Written instruction>
Exactly reproduce the line containing "For the benchmark, mark every instance of the light" together with every line after it, through the end of the entries, and give nothing more.

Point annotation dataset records

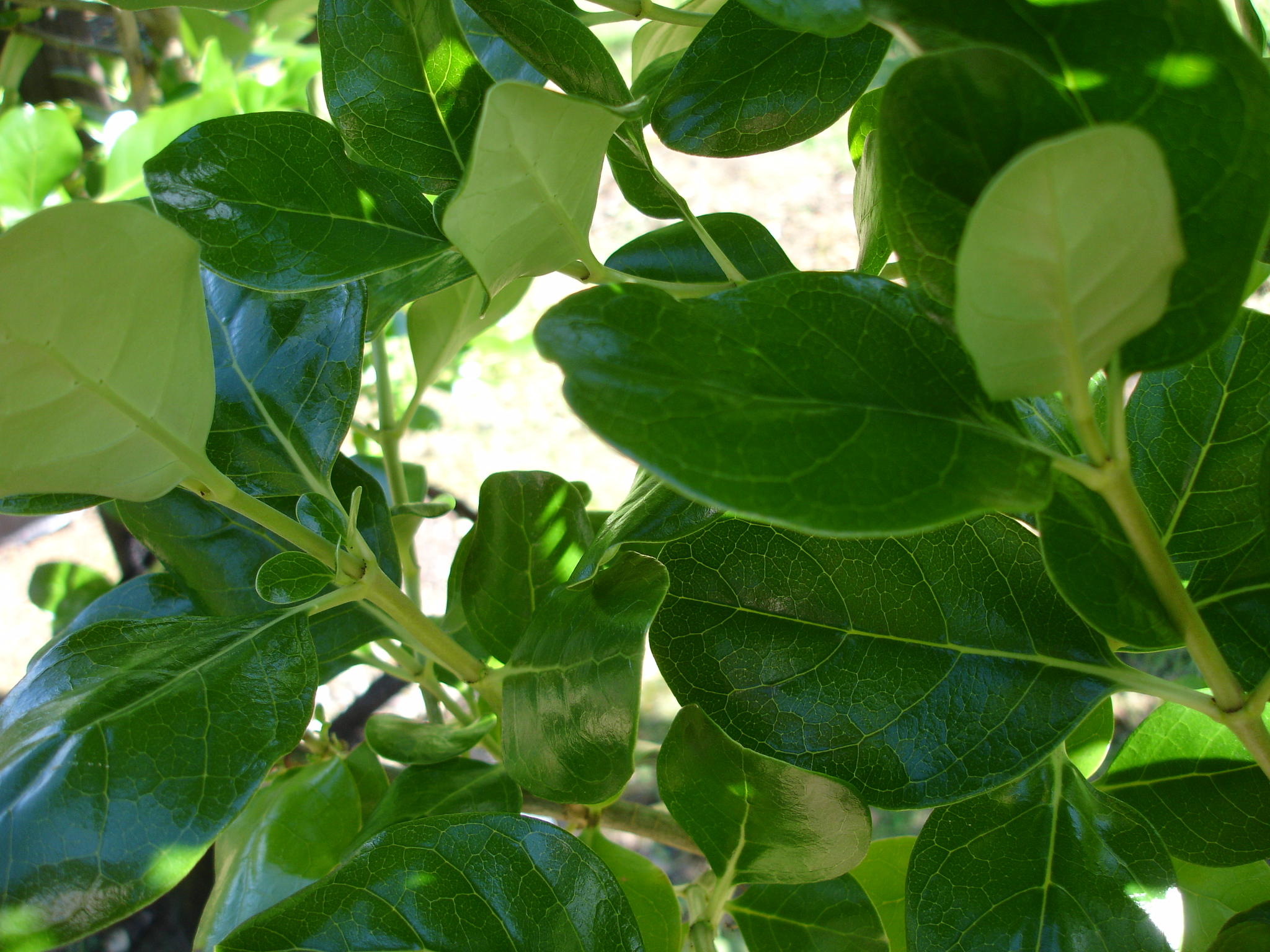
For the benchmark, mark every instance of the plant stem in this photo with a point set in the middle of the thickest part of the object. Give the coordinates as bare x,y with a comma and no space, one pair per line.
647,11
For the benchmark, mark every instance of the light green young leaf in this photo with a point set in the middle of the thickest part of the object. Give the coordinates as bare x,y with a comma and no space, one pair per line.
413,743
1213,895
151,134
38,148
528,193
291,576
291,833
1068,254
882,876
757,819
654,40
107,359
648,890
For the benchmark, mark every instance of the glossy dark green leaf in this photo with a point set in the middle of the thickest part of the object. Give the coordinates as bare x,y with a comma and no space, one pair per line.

Task answer>
For the benchmark, mark every instance of the light green young leaf in this photo with a point set in the middle of the thickest part of the object. Give the coordinates as bare x,y with a comma and no space, one pair per line.
413,743
1213,895
151,134
38,148
528,193
291,576
291,833
1068,254
882,876
757,819
654,40
107,359
648,890
For the benchmark, mark every instance of the glossy dark green leaf in this photo with a point set in the middle of the thickest part of the object. Give the coordinates as bare x,y with a comma and no space, one pair per line.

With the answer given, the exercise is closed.